Task goal
Copy the data exactly; pictures stay out of the copy.

►

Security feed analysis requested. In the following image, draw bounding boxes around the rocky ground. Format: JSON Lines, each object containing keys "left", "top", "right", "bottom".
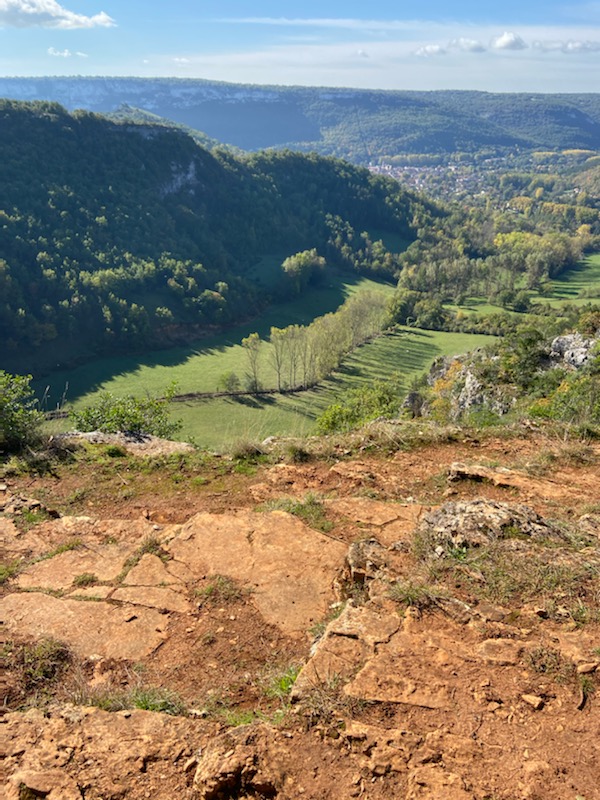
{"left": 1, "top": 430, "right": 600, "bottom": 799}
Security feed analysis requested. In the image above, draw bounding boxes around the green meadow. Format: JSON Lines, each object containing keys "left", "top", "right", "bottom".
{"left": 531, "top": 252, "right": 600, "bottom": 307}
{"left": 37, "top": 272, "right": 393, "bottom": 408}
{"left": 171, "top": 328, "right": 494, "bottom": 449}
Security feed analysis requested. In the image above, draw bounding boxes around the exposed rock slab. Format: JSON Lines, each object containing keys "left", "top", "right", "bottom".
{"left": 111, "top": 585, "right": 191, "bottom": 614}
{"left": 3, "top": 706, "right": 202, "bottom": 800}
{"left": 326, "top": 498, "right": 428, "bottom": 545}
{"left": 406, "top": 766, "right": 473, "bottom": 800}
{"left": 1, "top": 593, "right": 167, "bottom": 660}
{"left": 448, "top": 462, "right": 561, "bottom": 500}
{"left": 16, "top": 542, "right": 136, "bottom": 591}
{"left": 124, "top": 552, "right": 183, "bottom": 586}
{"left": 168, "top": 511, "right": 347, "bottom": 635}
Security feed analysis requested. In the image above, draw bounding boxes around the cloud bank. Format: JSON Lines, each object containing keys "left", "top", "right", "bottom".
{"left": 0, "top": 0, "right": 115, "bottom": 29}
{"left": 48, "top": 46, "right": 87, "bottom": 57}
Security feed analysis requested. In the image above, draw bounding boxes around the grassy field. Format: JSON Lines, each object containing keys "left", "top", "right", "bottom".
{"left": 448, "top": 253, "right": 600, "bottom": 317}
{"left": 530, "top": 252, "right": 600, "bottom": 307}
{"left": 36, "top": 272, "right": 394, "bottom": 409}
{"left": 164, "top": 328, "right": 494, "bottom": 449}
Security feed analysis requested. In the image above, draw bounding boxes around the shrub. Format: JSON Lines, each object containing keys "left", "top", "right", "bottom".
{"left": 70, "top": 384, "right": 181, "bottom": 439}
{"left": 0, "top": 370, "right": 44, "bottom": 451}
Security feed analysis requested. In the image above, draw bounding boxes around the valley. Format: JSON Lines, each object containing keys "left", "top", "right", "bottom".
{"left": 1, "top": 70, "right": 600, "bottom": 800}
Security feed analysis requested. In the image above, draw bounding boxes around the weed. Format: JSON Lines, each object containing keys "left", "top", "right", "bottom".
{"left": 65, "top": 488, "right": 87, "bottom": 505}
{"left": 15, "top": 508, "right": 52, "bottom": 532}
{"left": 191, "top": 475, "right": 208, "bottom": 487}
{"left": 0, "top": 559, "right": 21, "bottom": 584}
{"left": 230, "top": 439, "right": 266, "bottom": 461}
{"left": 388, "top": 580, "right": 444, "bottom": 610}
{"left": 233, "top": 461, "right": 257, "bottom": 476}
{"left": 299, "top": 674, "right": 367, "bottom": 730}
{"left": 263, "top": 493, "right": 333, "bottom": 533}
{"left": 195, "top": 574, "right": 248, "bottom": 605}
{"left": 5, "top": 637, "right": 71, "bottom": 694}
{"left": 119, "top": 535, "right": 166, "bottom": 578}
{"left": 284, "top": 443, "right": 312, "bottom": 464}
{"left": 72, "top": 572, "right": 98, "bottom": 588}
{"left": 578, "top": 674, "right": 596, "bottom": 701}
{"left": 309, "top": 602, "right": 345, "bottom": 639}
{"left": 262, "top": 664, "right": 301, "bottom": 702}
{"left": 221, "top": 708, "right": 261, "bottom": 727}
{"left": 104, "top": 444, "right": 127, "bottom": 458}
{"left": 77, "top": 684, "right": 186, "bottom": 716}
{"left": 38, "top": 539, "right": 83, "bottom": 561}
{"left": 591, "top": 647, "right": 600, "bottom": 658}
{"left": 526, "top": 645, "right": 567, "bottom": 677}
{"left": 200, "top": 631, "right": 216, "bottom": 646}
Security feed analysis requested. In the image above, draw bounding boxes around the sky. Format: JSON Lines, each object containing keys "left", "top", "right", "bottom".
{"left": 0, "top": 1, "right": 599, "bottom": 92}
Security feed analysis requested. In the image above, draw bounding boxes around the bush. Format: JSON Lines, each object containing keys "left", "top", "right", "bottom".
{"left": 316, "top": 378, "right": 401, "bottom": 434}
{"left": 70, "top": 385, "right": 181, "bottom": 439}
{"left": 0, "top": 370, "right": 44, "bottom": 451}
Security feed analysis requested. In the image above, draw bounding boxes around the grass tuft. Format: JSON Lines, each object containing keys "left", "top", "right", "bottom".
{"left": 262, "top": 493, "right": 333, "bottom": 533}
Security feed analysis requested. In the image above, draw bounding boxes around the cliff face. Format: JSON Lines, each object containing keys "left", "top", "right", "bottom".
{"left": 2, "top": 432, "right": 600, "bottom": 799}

◄

Response to this exercise
Security feed analysis requested. In the following image, draw bounding boxes around the rocky ground. Format: JSON Lines, each object containing keys "left", "top", "right", "bottom".
{"left": 1, "top": 430, "right": 600, "bottom": 799}
Security feed analysis requested. In the image above, draw bounding boxes around the green meadow. Format: JSON Lines, each object containing keys "left", "top", "right", "bottom".
{"left": 531, "top": 252, "right": 600, "bottom": 307}
{"left": 37, "top": 272, "right": 393, "bottom": 408}
{"left": 171, "top": 328, "right": 494, "bottom": 449}
Security feed analysis requested. In the image above, draw bounding boxes around the exposed rock slab. Format: JSON Lines, each object containing keys "left", "top", "right", "bottom".
{"left": 111, "top": 585, "right": 191, "bottom": 614}
{"left": 3, "top": 706, "right": 202, "bottom": 800}
{"left": 326, "top": 498, "right": 428, "bottom": 545}
{"left": 406, "top": 766, "right": 473, "bottom": 800}
{"left": 1, "top": 593, "right": 167, "bottom": 660}
{"left": 448, "top": 462, "right": 561, "bottom": 500}
{"left": 16, "top": 542, "right": 136, "bottom": 591}
{"left": 124, "top": 552, "right": 183, "bottom": 586}
{"left": 168, "top": 511, "right": 347, "bottom": 635}
Security feed analysis requested. In the image above, draw bounding boxes around the cloud bank. Format: JSON Lines, each object containing keys "left", "top", "right", "bottom".
{"left": 0, "top": 0, "right": 115, "bottom": 29}
{"left": 48, "top": 46, "right": 87, "bottom": 57}
Security feed analysis requested. In the image above, draw bounding boxes around the grassy field. Format: JSON Lines, each object containing keys "left", "top", "right", "bottom".
{"left": 448, "top": 253, "right": 600, "bottom": 317}
{"left": 530, "top": 252, "right": 600, "bottom": 307}
{"left": 36, "top": 272, "right": 394, "bottom": 409}
{"left": 164, "top": 328, "right": 494, "bottom": 449}
Security feed analysis requested. In the image above, draw bounding boxes around the shrub. Format: JSON Lines, each object containing keys "left", "top", "right", "bottom".
{"left": 70, "top": 384, "right": 181, "bottom": 439}
{"left": 0, "top": 370, "right": 44, "bottom": 451}
Security feed analysis requested. In the image above, draw bounding boxes around the valley. Format: JSON Lines, each object containing keys "left", "top", "right", "bottom".
{"left": 1, "top": 70, "right": 600, "bottom": 800}
Security feed analysis requested. In the image above, draw bounding boxes around the weed. Format: JSON Lines, each object containing keys "left", "top", "right", "bottom".
{"left": 65, "top": 488, "right": 87, "bottom": 505}
{"left": 15, "top": 508, "right": 52, "bottom": 532}
{"left": 191, "top": 475, "right": 208, "bottom": 487}
{"left": 0, "top": 559, "right": 21, "bottom": 584}
{"left": 230, "top": 439, "right": 266, "bottom": 461}
{"left": 388, "top": 580, "right": 444, "bottom": 610}
{"left": 233, "top": 461, "right": 257, "bottom": 476}
{"left": 299, "top": 674, "right": 367, "bottom": 730}
{"left": 263, "top": 493, "right": 333, "bottom": 533}
{"left": 195, "top": 574, "right": 248, "bottom": 605}
{"left": 5, "top": 637, "right": 71, "bottom": 694}
{"left": 119, "top": 535, "right": 166, "bottom": 578}
{"left": 284, "top": 443, "right": 312, "bottom": 464}
{"left": 72, "top": 572, "right": 98, "bottom": 588}
{"left": 578, "top": 674, "right": 596, "bottom": 701}
{"left": 309, "top": 602, "right": 345, "bottom": 639}
{"left": 262, "top": 664, "right": 301, "bottom": 702}
{"left": 221, "top": 708, "right": 261, "bottom": 727}
{"left": 104, "top": 444, "right": 127, "bottom": 458}
{"left": 77, "top": 684, "right": 186, "bottom": 716}
{"left": 38, "top": 539, "right": 83, "bottom": 561}
{"left": 591, "top": 647, "right": 600, "bottom": 658}
{"left": 526, "top": 645, "right": 567, "bottom": 677}
{"left": 200, "top": 631, "right": 216, "bottom": 646}
Security feed analysis requested. In the image above, draw bounding boxes around the sky. Format: JSON Lines, each object containing keys "left", "top", "right", "bottom".
{"left": 0, "top": 1, "right": 599, "bottom": 92}
Security feed analysis requested. In the image above, draw bounding boxes around the bush. Format: JSON Lines, each object containing keys "left", "top", "right", "bottom".
{"left": 316, "top": 378, "right": 401, "bottom": 434}
{"left": 70, "top": 385, "right": 181, "bottom": 439}
{"left": 0, "top": 370, "right": 44, "bottom": 451}
Security feed analysis requested. In the image above, draw bounding boxes around the grass tuft. Format: JSON Lines, each object containing keys "left", "top", "right", "bottom".
{"left": 262, "top": 493, "right": 333, "bottom": 533}
Security feed analysis requested. In the image above, draw bounding boxes around the cliff face. Format: JSON Lines, each object containing keys "left", "top", "right", "bottom".
{"left": 2, "top": 432, "right": 600, "bottom": 799}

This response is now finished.